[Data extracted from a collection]
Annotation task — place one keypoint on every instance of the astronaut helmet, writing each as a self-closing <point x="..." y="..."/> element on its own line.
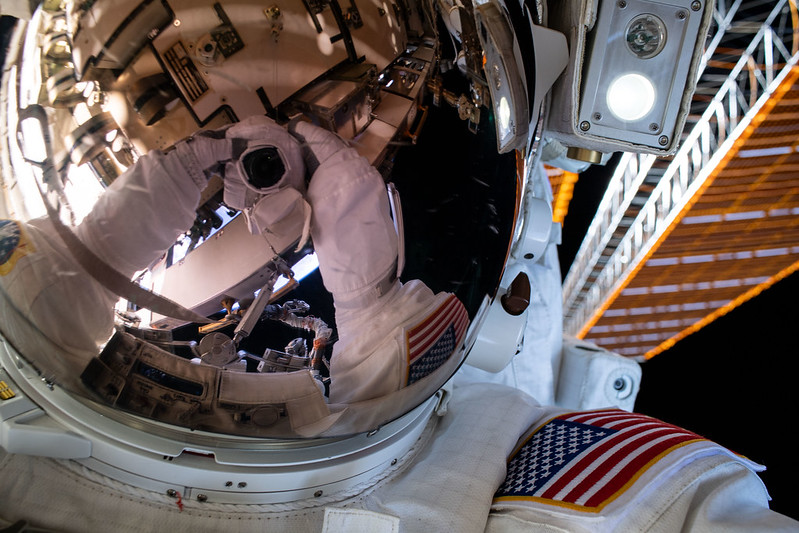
<point x="349" y="241"/>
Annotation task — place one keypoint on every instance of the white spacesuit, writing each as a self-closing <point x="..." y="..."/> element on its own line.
<point x="490" y="459"/>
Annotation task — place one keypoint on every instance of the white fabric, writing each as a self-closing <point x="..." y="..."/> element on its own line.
<point x="356" y="243"/>
<point x="446" y="484"/>
<point x="535" y="368"/>
<point x="370" y="358"/>
<point x="352" y="230"/>
<point x="261" y="131"/>
<point x="710" y="492"/>
<point x="52" y="310"/>
<point x="358" y="521"/>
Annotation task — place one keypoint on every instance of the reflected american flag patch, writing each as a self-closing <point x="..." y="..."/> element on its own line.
<point x="431" y="342"/>
<point x="586" y="460"/>
<point x="13" y="245"/>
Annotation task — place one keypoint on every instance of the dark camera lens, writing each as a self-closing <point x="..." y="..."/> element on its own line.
<point x="263" y="167"/>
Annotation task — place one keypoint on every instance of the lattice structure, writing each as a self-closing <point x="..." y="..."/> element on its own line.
<point x="562" y="183"/>
<point x="677" y="243"/>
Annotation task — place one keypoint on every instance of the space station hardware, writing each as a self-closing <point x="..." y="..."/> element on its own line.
<point x="631" y="75"/>
<point x="95" y="92"/>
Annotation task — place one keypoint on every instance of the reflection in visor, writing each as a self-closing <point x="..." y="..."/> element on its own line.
<point x="327" y="354"/>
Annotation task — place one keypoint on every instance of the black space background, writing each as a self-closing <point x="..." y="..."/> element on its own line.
<point x="734" y="381"/>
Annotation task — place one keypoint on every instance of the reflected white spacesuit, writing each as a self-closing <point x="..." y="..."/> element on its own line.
<point x="492" y="459"/>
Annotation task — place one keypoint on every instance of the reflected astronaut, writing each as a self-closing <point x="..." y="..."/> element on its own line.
<point x="190" y="420"/>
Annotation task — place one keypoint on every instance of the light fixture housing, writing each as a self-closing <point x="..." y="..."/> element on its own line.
<point x="631" y="73"/>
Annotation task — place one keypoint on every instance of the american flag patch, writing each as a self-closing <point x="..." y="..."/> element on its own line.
<point x="431" y="342"/>
<point x="13" y="245"/>
<point x="586" y="460"/>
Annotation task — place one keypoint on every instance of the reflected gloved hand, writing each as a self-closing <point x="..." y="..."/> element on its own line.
<point x="207" y="152"/>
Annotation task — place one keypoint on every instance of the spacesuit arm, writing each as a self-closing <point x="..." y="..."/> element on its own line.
<point x="141" y="214"/>
<point x="54" y="311"/>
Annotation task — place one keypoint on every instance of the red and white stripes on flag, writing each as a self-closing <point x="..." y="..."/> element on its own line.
<point x="586" y="460"/>
<point x="431" y="342"/>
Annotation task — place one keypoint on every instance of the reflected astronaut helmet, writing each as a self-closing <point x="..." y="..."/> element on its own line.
<point x="409" y="194"/>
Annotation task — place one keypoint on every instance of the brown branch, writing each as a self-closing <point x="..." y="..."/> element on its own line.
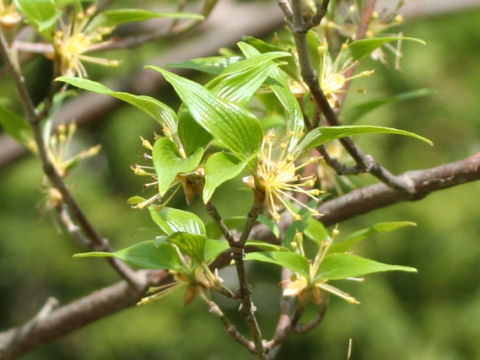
<point x="34" y="118"/>
<point x="120" y="296"/>
<point x="99" y="304"/>
<point x="424" y="182"/>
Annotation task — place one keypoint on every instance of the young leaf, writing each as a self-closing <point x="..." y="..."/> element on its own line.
<point x="264" y="246"/>
<point x="234" y="127"/>
<point x="213" y="65"/>
<point x="356" y="112"/>
<point x="191" y="134"/>
<point x="281" y="89"/>
<point x="171" y="220"/>
<point x="321" y="135"/>
<point x="41" y="13"/>
<point x="214" y="232"/>
<point x="357" y="236"/>
<point x="111" y="18"/>
<point x="145" y="255"/>
<point x="151" y="106"/>
<point x="294" y="261"/>
<point x="192" y="245"/>
<point x="16" y="126"/>
<point x="213" y="248"/>
<point x="168" y="163"/>
<point x="341" y="266"/>
<point x="219" y="168"/>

▶ **The problem**:
Where the line containing "the reflected gloved" appears above, start there and set down each line exactly through the last line of the data; leave out every picture.

▶ **The completed task**:
Annotation task — place one keypoint on every instance of the reflected gloved hand, writing each as a self-closing <point x="..." y="..."/> element on its own line.
<point x="207" y="152"/>
Annotation task — place one keypoint on every instance of the spacesuit arm, writing each as a self-closing <point x="..." y="..."/> element on its own line.
<point x="141" y="214"/>
<point x="54" y="311"/>
Annotation task — place one keypoint on every instance of the red and white stripes on flag, writing each as a self-closing <point x="..." y="..."/> element on its own line.
<point x="586" y="460"/>
<point x="431" y="342"/>
Annotation task — place one keypoint on every instance of the reflected astronaut helmet, writing each as a self-closing <point x="..." y="..."/> element on its own line.
<point x="409" y="194"/>
Annotation task — place one keypoint on every instance of the brown branch, writing each as a self-closing <point x="..." y="..."/> element on its own line.
<point x="34" y="118"/>
<point x="120" y="296"/>
<point x="99" y="304"/>
<point x="424" y="182"/>
Annotation task — place one keypoint on every instance of the young leaf, writing each as a self-closing <point x="..." y="..."/> element on its own line.
<point x="264" y="246"/>
<point x="234" y="127"/>
<point x="213" y="65"/>
<point x="356" y="112"/>
<point x="191" y="134"/>
<point x="281" y="89"/>
<point x="171" y="220"/>
<point x="321" y="135"/>
<point x="41" y="13"/>
<point x="214" y="232"/>
<point x="357" y="236"/>
<point x="111" y="18"/>
<point x="145" y="255"/>
<point x="151" y="106"/>
<point x="294" y="261"/>
<point x="192" y="245"/>
<point x="16" y="126"/>
<point x="213" y="248"/>
<point x="168" y="163"/>
<point x="341" y="266"/>
<point x="219" y="168"/>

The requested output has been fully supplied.